ASSIGNED TASK> Copy out every entry precisely.

Collection entries:
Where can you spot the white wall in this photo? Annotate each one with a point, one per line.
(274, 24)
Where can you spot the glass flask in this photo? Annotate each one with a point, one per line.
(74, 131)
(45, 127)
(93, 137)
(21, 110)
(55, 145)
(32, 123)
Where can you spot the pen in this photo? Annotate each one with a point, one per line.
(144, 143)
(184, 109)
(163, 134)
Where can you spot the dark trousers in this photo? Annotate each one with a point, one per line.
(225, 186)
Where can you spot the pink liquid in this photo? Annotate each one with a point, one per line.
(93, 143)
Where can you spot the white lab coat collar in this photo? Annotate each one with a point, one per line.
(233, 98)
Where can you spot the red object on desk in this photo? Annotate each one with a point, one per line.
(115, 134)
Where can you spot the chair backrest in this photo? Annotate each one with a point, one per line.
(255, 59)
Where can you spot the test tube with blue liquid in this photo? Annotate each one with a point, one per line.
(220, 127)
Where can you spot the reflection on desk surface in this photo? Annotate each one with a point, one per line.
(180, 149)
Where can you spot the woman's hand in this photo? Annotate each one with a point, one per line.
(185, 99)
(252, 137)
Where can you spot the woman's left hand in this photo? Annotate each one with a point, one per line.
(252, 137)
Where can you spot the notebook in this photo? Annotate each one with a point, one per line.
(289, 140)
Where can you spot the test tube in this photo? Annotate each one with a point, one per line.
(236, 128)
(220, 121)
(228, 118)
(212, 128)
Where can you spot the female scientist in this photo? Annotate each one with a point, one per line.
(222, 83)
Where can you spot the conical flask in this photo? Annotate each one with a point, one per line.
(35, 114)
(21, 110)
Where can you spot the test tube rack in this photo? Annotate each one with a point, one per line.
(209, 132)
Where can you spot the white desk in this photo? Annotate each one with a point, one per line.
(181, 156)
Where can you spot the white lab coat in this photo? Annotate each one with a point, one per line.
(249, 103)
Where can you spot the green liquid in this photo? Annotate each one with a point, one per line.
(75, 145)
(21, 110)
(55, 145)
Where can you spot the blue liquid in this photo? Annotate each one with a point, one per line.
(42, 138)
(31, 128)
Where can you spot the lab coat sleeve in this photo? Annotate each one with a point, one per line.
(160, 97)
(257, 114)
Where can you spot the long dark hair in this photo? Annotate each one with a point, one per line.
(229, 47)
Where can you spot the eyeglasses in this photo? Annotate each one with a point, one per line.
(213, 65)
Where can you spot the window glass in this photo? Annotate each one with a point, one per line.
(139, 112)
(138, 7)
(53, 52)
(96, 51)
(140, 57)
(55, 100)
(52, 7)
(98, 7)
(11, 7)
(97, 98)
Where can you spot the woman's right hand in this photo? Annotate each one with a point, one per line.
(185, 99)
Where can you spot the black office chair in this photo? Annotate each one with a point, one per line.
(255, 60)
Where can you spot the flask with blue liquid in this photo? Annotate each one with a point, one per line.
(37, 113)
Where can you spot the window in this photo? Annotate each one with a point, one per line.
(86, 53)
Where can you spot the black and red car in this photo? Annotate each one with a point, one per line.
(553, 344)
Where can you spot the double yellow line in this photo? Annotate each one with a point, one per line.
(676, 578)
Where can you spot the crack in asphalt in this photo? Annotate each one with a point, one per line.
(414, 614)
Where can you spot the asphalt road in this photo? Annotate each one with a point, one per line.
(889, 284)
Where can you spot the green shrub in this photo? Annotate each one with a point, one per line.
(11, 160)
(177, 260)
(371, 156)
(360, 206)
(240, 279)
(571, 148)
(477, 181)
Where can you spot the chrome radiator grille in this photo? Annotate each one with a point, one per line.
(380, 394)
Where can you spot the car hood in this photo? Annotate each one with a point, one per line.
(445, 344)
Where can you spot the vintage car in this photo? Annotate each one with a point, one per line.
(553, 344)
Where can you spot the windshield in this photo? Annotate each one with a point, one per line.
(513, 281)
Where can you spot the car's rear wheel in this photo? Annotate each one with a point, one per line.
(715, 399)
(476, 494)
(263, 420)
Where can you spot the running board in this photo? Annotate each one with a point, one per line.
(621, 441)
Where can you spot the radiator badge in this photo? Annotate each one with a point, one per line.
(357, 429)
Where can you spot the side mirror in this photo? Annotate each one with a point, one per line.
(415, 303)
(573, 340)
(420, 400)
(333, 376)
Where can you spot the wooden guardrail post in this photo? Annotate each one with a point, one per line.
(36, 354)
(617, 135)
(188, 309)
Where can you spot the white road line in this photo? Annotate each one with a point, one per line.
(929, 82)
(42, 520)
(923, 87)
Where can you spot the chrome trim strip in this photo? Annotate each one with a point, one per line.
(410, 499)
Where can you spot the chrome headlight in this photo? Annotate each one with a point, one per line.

EXERCISE SOLUTION>
Where can you spot the white wall in this photo? Annotate each one with a point, one per line.
(274, 24)
Where can you spot the glass flask in this photo? Annotate each one with a point, one per line.
(74, 131)
(45, 127)
(93, 137)
(21, 110)
(55, 145)
(32, 123)
Where can you spot the pen in this photo? Annotate each one with a point, one per line.
(144, 143)
(184, 109)
(163, 134)
Where can you spot the dark trousers in this photo? Annotate each one with a point, one per line.
(225, 186)
Where can you spot the pink liquid in this photo? Annotate each one with a point, one per line.
(93, 143)
Where can you spot the white lab coat collar in this photo? Annotate each one with a point, one per line.
(233, 98)
Where can you spot the red object on desk in this photo? Annotate each one with a point, one per line.
(115, 134)
Where can you spot the chair backrest in this photo? Annotate each one with a point, one per line.
(255, 59)
Where can you spot the test tube with blue liquid in this photo? Annotate each one with a point, one per line.
(220, 127)
Where can you spot the reflection on desk surface in this photo? Annotate each one with a point, one per line.
(180, 149)
Where can you spot the woman's hand in this photo? Annotate each one with a point, one per line.
(185, 99)
(252, 137)
Where can you spot the woman's left hand in this photo? Annotate each one with a point, one per line.
(252, 137)
Where can you spot the notebook in this photo? Annotate each one with a point, one per line.
(289, 140)
Where can you spot the test tube in this photo? Annotate each one with a point, one per line.
(236, 128)
(220, 121)
(228, 118)
(212, 128)
Where can you spot the female scientist in this photo? Annotate each one with a point, one per line.
(222, 83)
Where can you spot the conical flask in this photo? Annotate each one with a point, one per line.
(35, 114)
(21, 110)
Where can you spot the test tube rack in this photo? Annotate each one with a point, one per line.
(209, 132)
Where can you spot the white desk in this photo? Annotate each one with a point, one per line.
(181, 156)
Where can you spot the white lab coat in this photo? Annotate each one with a point, one per line.
(249, 103)
Where can you spot the green liquid in this photo? Annotate each one with a point, one per line.
(75, 145)
(21, 110)
(55, 145)
Where can you spot the blue liquid in this photo? Annotate each one with a point, one per line.
(42, 138)
(31, 128)
Where can you spot the lab coat sleeve in this photo? Annotate each one with a point, one per line.
(160, 97)
(257, 114)
Where can you spot the long dark hair in this photo? Annotate each one with a point, one per line.
(229, 47)
Where can you spot the eyeglasses in this photo? Annotate each one with a point, one per line.
(213, 65)
Where can you spot the window glass in this photo? Annotate each one with a point, one per line.
(139, 112)
(138, 7)
(53, 52)
(96, 51)
(140, 57)
(55, 100)
(52, 7)
(98, 7)
(11, 7)
(97, 98)
Where can you spot the woman's right hand in this photo? Annotate each one with a point, one per line.
(185, 99)
Where can you spot the black office chair in this photo? Annotate each one with a point, one per line.
(255, 60)
Where can you spot the flask with blue liquid in this photo? Annotate each one with a point, one per line.
(37, 113)
Where can you spot the window in this photo? Annotate each one with a point, one per line.
(86, 53)
Where can you spot the black and red car in this photo? Annotate each one with a point, one per line.
(553, 344)
Where can you spot the double yellow line in this photo? Annotate each one with a point, one per line.
(676, 578)
Where can you spot the crack in asphalt in this photo? Annotate each one with a point, one per line.
(414, 614)
Where can you spot the asphalt road in this photo? Annotate each one with a point, one per line.
(889, 284)
Where can you spot the green shrub in this photo? Annotate each one with a point, one per line.
(11, 160)
(177, 260)
(371, 156)
(360, 206)
(240, 279)
(571, 148)
(477, 181)
Where can you spot the chrome radiator grille in this photo? Annotate each one with a point, one per line.
(380, 394)
Where can you spot the car hood in this photo? Annotate each one with a point, one per line.
(445, 344)
Where can you spot the vintage car in this photo? Annotate each one with a point, one per line.
(553, 344)
Where can you spot the windshield in this photo? Annotate each one with a point, one per line.
(513, 281)
Where can you spot the car's rear wheel in this photo? Annotate each one with a point, one per line.
(715, 399)
(476, 494)
(263, 420)
Where can you spot the running board in this photo? Annotate each one with a point, one per line.
(621, 441)
Where can you spot the radiator badge in this photo? Annotate each one with a point, one per line.
(357, 429)
Where can you spot the side mirror in this photo? Annotate each one with a point, one per line.
(415, 303)
(573, 340)
(420, 400)
(333, 376)
Where can you spot the wooden guardrail post in this photo? Annotate each one with a point, one per line.
(36, 354)
(617, 135)
(188, 309)
Where can you spot the white road line in this photo? Annotate each one with a point, one per line.
(929, 82)
(42, 520)
(923, 87)
Where can you spot the chrome trim strip in this photo? Annotate each one with a point, one per line.
(410, 499)
Where can you spot the chrome headlight in this photo? Annotate each one with a point, one per line.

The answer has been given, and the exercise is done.